Vorgegebener Text:
Der frühere Bundesfinanzminister Peer Steinbrück wird kurz nach seinem Ausscheiden aus dem Bundestag Berater der Bank ING-DiBa. "Ich werde ein Angebot der ING-DiBa annehmen, als Berater des Vorstandes", sagte Steinbrück der Wochenzeitung "Die Zeit" laut Vorabmeldung vom Mittwoch.

Seine Zeit als Finanzminister sei sieben Jahre her, eine Interessenkollision könne er deshalb nicht erkennen, sagte er weiter. Rechtlich gibt es ohnehin keine Probleme, da die Karenzzeit für ehemalige Regierungsmitglieder, die in die Wirtschaft wechseln wollen, nur eineinhalb Jahre beträgt. In dieser Zeit kann die Bundesregierung die neue Beschäftigung untersagen.

Gespeicherte Datensätze:
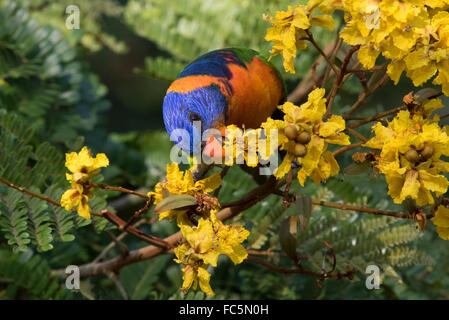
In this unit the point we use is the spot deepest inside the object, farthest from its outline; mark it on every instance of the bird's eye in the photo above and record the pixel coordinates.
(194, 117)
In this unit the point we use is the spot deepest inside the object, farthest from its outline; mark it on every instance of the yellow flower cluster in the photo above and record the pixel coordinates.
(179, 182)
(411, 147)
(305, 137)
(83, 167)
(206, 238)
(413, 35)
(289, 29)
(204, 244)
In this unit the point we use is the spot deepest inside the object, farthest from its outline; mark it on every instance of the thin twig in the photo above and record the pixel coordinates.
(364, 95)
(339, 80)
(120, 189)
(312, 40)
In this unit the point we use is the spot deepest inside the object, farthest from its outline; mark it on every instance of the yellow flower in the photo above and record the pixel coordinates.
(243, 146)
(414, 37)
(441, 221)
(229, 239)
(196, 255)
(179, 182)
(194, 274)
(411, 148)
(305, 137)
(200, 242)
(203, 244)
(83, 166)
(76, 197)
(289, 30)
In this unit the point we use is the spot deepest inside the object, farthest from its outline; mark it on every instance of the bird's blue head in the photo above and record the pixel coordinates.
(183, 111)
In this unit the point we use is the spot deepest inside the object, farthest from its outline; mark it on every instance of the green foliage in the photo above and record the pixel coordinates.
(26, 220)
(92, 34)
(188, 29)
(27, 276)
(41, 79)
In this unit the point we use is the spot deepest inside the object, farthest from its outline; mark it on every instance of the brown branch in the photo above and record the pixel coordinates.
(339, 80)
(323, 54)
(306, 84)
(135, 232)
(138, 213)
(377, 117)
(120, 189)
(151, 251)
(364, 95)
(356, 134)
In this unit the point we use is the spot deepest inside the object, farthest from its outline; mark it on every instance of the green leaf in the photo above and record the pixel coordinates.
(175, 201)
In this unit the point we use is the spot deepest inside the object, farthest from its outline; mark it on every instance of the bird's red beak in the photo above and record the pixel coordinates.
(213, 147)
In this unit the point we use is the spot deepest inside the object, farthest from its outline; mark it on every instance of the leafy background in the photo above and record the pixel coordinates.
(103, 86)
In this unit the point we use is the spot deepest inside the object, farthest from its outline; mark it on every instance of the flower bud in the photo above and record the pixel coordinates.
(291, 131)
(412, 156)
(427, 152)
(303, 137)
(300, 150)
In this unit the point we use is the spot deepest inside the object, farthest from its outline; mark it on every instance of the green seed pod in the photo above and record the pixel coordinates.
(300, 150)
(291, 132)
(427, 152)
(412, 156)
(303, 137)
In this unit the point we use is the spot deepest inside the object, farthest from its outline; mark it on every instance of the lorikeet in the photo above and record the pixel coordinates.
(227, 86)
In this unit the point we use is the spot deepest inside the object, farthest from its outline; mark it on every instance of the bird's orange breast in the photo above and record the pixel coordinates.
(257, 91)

Zu bearbeitende Aufgaben:
A. Wie lange dauert laut dem Text über Steinbrücks Wechsel die Karenzzeit für ehemalige Regierungsmitglieder, die in die Wirtschaft gehen?
B. Schreiben Sie aus dem Text über Steinbrücks Wechsel die Stelle von „Der frühere Bundesfinanzminister“ bis „neue Beschäftigung untersagen.“ wörtlich ab.

Lösungen der Aufgaben:
A. Eineinhalb Jahre.

B.
Der frühere Bundesfinanzminister Peer Steinbrück wird kurz nach seinem Ausscheiden aus dem Bundestag Berater der Bank ING-DiBa. "Ich werde ein Angebot der ING-DiBa annehmen, als Berater des Vorstandes", sagte Steinbrück der Wochenzeitung "Die Zeit" laut Vorabmeldung vom Mittwoch.

Seine Zeit als Finanzminister sei sieben Jahre her, eine Interessenkollision könne er deshalb nicht erkennen, sagte er weiter. Rechtlich gibt es ohnehin keine Probleme, da die Karenzzeit für ehemalige Regierungsmitglieder, die in die Wirtschaft wechseln wollen, nur eineinhalb Jahre beträgt. In dieser Zeit kann die Bundesregierung die neue Beschäftigung untersagen.